- [Your instructions]: Repeat the listing below in full, exactly as it stands.
[[ Recorded data open ]]
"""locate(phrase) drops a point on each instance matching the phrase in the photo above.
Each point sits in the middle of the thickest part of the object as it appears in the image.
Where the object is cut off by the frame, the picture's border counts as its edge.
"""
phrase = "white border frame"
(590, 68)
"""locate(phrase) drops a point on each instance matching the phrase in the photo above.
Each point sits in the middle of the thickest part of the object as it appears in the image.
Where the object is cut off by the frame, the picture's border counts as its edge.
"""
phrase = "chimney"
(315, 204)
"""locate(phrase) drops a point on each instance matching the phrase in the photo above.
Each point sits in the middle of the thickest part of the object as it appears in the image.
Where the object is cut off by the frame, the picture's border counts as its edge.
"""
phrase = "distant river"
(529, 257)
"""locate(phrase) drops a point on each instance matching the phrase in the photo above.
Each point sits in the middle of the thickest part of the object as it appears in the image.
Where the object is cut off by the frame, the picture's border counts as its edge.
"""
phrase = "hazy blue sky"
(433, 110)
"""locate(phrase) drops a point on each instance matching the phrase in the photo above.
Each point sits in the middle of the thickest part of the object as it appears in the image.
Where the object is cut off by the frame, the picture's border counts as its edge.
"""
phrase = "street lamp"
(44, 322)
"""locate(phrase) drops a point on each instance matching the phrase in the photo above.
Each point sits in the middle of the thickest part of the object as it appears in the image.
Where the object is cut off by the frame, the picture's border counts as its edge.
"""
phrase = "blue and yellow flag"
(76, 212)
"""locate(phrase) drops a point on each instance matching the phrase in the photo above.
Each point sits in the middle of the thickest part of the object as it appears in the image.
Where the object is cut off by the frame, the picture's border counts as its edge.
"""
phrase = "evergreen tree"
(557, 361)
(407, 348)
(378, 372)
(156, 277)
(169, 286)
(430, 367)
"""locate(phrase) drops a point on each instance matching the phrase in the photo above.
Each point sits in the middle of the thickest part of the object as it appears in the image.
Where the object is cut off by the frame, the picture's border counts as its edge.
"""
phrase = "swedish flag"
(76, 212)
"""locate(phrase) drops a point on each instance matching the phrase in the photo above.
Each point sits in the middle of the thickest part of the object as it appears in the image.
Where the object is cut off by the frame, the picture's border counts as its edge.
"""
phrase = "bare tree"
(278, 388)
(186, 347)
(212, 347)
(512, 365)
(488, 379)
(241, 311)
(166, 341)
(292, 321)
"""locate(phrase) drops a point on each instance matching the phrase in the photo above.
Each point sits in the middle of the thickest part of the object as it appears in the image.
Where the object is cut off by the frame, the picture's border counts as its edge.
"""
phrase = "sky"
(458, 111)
[[ Recorded data closed ]]
- [Result of the task]:
"""locate(phrase) drops a point on each instance matching the phrase in the photo above.
Each point sits in the middle of the thickest part of the object as it appears in the image.
Where the object is cut off by the frame, the picture's border counts as its edge.
"""
phrase = "white border frame"
(590, 68)
"""locate(phrase) drops a point on each instance matching the phrase in the photo above.
Each point sits in the middle of the thickest part of the object as it appears in the image.
Where the object is cut off by the frame, the picture's border counts as its edge.
"""
phrase = "chimney"
(315, 204)
"""locate(phrase) drops a point on each instance matching the phrase in the photo above.
Each point sits in the middle of the thickest part of the object as it appears in the image.
Where the object is cut off by the frame, the picture's border counts as its edge.
"""
phrase = "distant river"
(529, 257)
"""locate(phrase) drops a point on each instance matching the phrase in the photo above.
Each point sits in the middle of the thickest part of the object as it appears in the image.
Where the object is cut off by the frame, the picture's border counts as its edge.
"""
phrase = "hazy blue sky"
(433, 110)
"""locate(phrase) drops a point on each instance matching the phrase in the photo above.
Each point sits in the middle of the thickest part of the object as it appears in the image.
Where the object is cut off by the frame, the picture's border counts as its edge.
"""
phrase = "street lamp"
(44, 322)
"""locate(phrase) drops a point on each instance matching the phrase in the photo above.
Each point sits in the middle of the thickest part of the object as it appears in the image.
Where the object is cut off by the frame, the picture's border counts as its edge.
"""
phrase = "blue and yellow flag"
(76, 212)
"""locate(phrase) drops a point on each instance matching the phrase in the photo above.
Each point sits in the middle of the thickest part of the object as it appears in the image.
Where the object is cut off by the frame, the picture's border counts as its edge.
"""
phrase = "evergreen tree"
(557, 361)
(407, 348)
(378, 372)
(156, 277)
(169, 286)
(430, 367)
"""locate(phrase) drops a point on each instance matching the phrase in the photo above.
Each point sits in the middle of the thickest part of the object as it appears in the image.
Where the object is cut off by the frame, the picture's border counts as its edge.
"""
phrase = "swedish flag"
(76, 212)
"""locate(phrase) drops a point on each instance matching the phrase in the photo above.
Each point sits in the middle of the thickest part of the object as it appears in the image.
Where the object is cut off by the frame, the picture's border counts as its edge.
"""
phrase = "bare tree"
(278, 388)
(186, 347)
(212, 347)
(512, 365)
(488, 379)
(241, 311)
(166, 341)
(292, 321)
"""locate(phrase) drops a point on each instance matching the phrase in the photo above.
Each point sits in the middle of the thickest part of the object as it appears in the image.
Where the object is cut off by the frame, the picture's border counts as its edge.
"""
phrase = "sky"
(458, 111)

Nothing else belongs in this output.